[Task instructions] Please render the lines of the rows below as a JSON list of strings, one string per line, with blank lines omitted. Begin at the line that contains "Each instance receives exactly one keypoint. Tag the rock" and stop after the last line of the rows.

(Stored items from a collection)
§

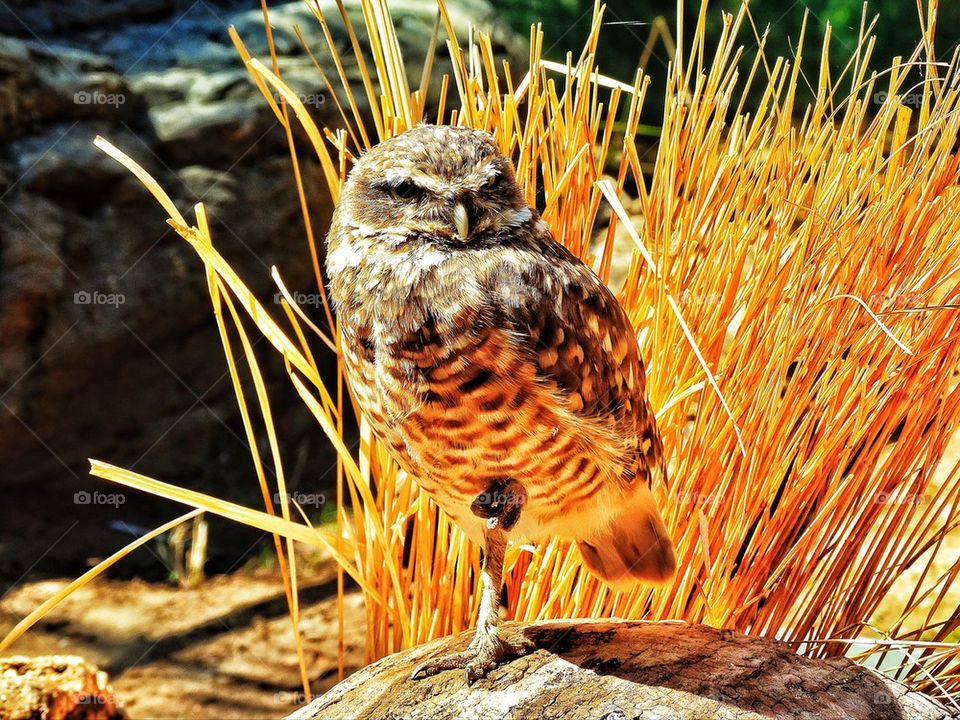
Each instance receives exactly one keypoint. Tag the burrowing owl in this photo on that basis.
(501, 372)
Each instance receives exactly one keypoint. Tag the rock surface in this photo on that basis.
(619, 670)
(55, 687)
(107, 344)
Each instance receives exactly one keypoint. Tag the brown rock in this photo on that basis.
(55, 687)
(619, 670)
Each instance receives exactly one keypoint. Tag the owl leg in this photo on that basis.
(488, 649)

§

[Task solution]
[
  "Each instance receives exactly one keypoint. Tag the rock surface in this photo on that basis.",
  "(619, 670)",
  "(55, 687)",
  "(107, 344)",
  "Each instance receives exactly one keypoint. Tag the brown rock in this photo on that basis.",
  "(55, 687)",
  "(619, 670)",
  "Each instance receives exactly one keypoint. Tag the owl leg in this photo on that basis.",
  "(488, 649)"
]